If cooling is insufficient, the CPU might overheat. But they all (well, at least all modern PC CPUs) feature various thermal protection mechanisms which will throttle the clock speed or, as a final resort, shut down.

So yes, on a dusty laptop, 100 % CPU load could cause temporary problems, but nothing will break or “degrade” (whatever that means).

For CPU bound problems, 100 % CPU load is the right way to go.

As for application (UI) responsiveness, that’s a separate concept from CPU utilization. It’s entirely possible to have an unresponsive application that uses 1 % CPU, or responsive application that uses 100 % CPU. UI responsiveness boils down to amount of work done in the UI thread, and the priority of UI thread vs. other threads.

There is generally nothing wrong with a program using 100% CPU while it is actually doing useful work and is not taking time away from anything more important. If a particular hardware platform is e.g. only capable of using 100% CPU continuously for one second before it has to throttle back to 50% to avoid overheating, it is generally better for an application which has useful work to perform to run as fast as it can, and let the CPU or OS handle any necessary throttling, than for an application to guess how fast it “should” run. If an application or thread has low-priority work to do which would be useful but not at all time critical, it may be helpful for the OS to limit low-priority-task CPU usage to 50% so that if the CPU needs to do something quickly it will be ready to “sprint” for a second, but the application shouldn’t worry about such things beyond requesting a low thread priority.

The biggest situations where it’s bad to use 100% CPU are when either:

• The application is busy-waiting for some event which isn’t going to be hastened by persistent polling [and might actually be delayed if the effort wasted checking whether the task is done occupies CPU resources which could otherwise be spent doing the task].

■ Actions to take
- 1) In the thread on CPU load, what does UI responsiveness come down to?
- 2) Quote the passage of the CPU load thread that begins with the words "If cooling is" and ends with "right way to go.".

■ Given data
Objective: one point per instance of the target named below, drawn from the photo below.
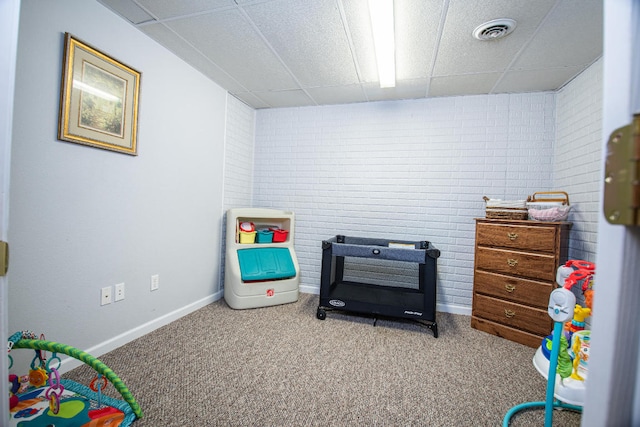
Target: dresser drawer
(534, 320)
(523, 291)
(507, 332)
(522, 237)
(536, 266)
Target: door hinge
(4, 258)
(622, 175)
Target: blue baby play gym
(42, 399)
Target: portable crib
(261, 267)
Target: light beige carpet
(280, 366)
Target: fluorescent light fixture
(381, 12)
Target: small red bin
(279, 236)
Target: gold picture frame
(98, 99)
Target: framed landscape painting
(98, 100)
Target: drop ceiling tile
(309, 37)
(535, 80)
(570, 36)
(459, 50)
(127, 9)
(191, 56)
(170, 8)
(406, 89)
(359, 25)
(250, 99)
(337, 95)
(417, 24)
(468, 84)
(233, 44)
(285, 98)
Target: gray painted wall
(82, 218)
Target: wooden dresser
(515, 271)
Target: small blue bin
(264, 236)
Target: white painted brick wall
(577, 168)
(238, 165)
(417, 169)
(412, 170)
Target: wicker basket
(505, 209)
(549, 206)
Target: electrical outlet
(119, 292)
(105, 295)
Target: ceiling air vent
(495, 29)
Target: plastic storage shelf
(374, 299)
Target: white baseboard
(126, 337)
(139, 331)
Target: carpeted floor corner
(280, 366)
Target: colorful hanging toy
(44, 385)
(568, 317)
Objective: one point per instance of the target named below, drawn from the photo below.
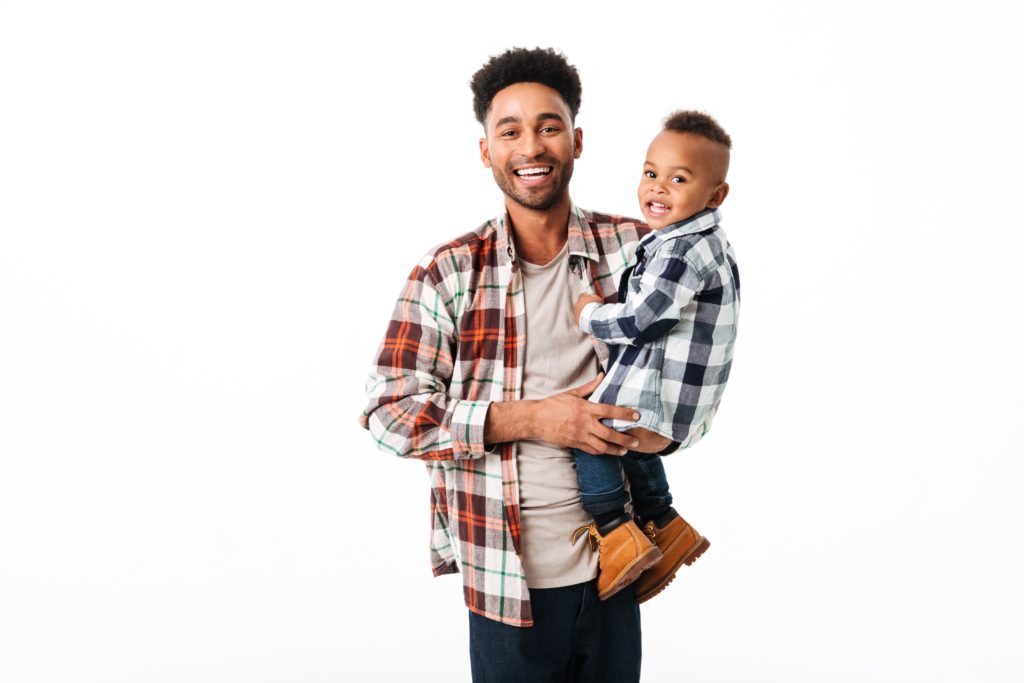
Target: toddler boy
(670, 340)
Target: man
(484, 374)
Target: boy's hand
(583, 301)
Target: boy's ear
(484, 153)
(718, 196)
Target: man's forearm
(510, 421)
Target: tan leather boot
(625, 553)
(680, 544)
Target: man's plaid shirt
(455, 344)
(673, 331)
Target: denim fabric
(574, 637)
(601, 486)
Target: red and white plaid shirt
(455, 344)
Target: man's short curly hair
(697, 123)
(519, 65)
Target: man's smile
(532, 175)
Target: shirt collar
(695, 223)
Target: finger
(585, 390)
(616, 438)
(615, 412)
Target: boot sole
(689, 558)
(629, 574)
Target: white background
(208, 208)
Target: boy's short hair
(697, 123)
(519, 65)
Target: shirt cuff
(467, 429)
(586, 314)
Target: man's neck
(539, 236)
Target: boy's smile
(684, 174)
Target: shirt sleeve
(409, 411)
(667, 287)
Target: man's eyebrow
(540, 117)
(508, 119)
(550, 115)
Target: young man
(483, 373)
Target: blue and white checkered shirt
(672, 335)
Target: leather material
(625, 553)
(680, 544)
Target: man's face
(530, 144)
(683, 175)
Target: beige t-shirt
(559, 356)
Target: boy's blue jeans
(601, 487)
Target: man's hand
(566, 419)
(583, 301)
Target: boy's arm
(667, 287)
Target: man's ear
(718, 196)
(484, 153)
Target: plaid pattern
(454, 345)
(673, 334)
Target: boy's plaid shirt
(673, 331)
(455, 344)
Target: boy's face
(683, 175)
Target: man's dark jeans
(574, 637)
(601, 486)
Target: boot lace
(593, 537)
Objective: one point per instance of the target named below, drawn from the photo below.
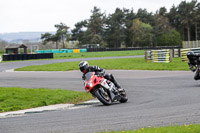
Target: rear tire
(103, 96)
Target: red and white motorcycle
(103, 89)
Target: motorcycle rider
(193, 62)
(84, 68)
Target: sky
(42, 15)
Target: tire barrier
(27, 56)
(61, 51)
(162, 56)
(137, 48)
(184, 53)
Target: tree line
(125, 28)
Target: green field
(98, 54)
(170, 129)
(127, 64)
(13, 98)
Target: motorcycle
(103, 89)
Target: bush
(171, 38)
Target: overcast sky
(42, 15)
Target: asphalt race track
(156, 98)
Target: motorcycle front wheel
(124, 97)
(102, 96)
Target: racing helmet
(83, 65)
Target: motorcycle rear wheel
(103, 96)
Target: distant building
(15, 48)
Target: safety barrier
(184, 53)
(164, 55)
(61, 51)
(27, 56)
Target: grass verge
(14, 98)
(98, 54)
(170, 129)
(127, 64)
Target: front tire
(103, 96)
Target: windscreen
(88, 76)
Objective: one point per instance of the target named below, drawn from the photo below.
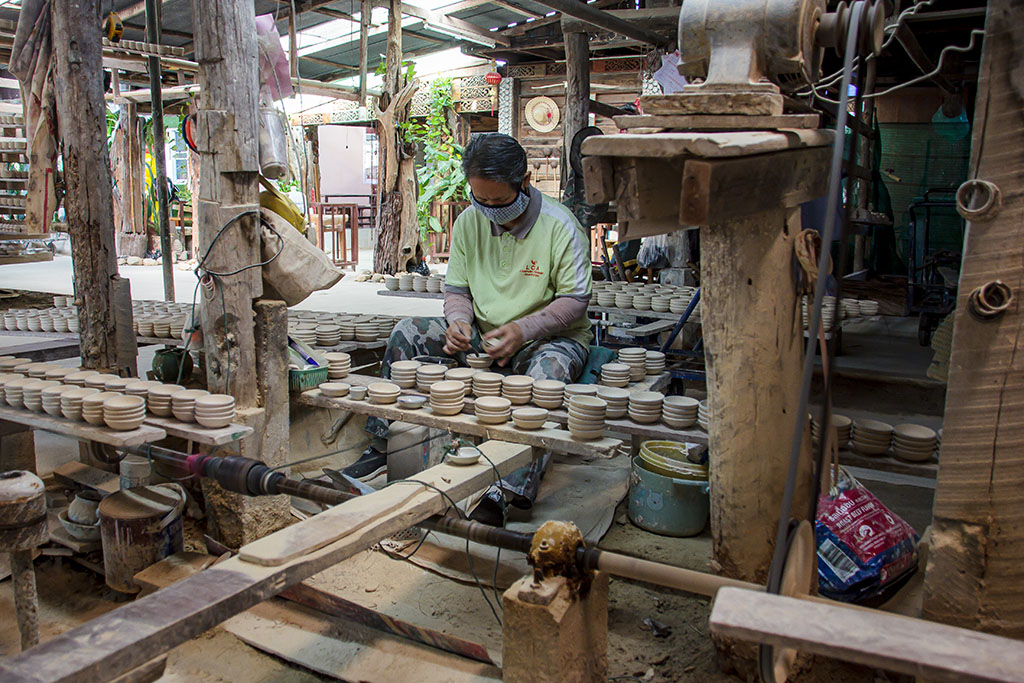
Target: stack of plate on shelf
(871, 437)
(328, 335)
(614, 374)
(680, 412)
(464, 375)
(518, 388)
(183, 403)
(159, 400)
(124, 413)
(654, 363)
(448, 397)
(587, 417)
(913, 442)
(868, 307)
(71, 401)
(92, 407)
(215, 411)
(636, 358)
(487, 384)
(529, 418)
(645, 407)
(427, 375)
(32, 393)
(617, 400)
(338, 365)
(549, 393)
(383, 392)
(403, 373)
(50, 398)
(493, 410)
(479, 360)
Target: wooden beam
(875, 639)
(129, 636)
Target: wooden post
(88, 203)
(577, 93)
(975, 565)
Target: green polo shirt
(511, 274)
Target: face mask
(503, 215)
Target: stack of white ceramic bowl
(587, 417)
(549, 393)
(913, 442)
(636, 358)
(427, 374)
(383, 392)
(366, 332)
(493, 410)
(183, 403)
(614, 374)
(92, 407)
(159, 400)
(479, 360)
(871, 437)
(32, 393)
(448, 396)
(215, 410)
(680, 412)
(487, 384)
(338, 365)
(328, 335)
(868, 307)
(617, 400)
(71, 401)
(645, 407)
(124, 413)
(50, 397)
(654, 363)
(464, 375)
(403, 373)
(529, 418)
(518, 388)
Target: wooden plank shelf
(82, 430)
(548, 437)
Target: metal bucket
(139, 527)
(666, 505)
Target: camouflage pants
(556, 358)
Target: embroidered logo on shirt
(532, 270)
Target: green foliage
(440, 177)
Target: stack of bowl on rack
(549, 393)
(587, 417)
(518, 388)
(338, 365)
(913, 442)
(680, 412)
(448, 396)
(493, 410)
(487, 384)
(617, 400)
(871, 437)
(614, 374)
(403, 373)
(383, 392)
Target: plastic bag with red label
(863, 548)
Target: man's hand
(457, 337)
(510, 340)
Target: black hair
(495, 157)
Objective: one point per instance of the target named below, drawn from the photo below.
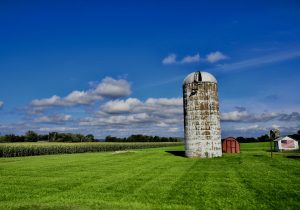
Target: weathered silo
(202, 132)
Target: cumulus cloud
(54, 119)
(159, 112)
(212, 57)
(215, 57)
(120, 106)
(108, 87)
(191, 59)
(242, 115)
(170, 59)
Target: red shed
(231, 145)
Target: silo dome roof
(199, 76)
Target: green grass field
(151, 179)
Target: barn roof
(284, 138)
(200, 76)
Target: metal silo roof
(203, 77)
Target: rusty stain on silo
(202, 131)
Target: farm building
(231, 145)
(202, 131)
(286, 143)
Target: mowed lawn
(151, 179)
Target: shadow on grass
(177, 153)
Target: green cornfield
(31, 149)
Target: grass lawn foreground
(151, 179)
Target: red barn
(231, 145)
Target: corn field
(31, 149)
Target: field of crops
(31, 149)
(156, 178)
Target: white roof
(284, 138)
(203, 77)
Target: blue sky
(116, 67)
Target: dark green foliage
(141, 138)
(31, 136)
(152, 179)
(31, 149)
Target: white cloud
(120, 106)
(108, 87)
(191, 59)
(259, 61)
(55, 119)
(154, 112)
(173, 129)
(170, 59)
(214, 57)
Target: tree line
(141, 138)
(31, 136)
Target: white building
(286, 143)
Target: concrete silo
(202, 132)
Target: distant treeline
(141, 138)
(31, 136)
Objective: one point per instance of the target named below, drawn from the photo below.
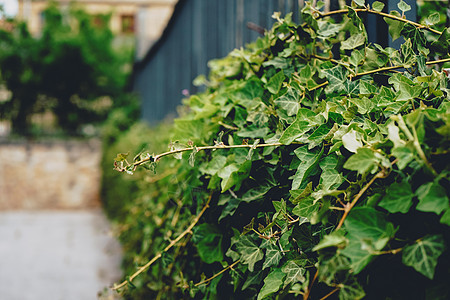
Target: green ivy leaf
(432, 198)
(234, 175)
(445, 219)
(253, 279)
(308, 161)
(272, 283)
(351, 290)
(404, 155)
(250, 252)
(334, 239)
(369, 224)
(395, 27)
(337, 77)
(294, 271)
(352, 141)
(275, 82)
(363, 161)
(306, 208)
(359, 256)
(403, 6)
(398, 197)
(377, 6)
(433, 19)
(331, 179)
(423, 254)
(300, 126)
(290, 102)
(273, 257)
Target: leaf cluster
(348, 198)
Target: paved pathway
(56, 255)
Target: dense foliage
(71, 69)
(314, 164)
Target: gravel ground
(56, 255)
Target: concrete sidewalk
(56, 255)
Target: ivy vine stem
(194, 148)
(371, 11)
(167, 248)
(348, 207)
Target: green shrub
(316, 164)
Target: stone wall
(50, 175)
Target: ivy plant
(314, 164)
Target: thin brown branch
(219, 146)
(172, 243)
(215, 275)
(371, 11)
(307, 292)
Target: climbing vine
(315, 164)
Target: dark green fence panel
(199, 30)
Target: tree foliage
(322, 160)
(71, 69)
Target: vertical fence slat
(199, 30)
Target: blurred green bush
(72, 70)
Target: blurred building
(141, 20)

■ Results of the exercise
- 1) It comes down to the amount of work done in the UI thread and the priority of the UI thread compared with other threads.

- 2)
If cooling is insufficient, the CPU might overheat. But they all (well, at least all modern PC CPUs) feature various thermal protection mechanisms which will throttle the clock speed or, as a final resort, shut down.

So yes, on a dusty laptop, 100 % CPU load could cause temporary problems, but nothing will break or “degrade” (whatever that means).

For CPU bound problems, 100 % CPU load is the right way to go.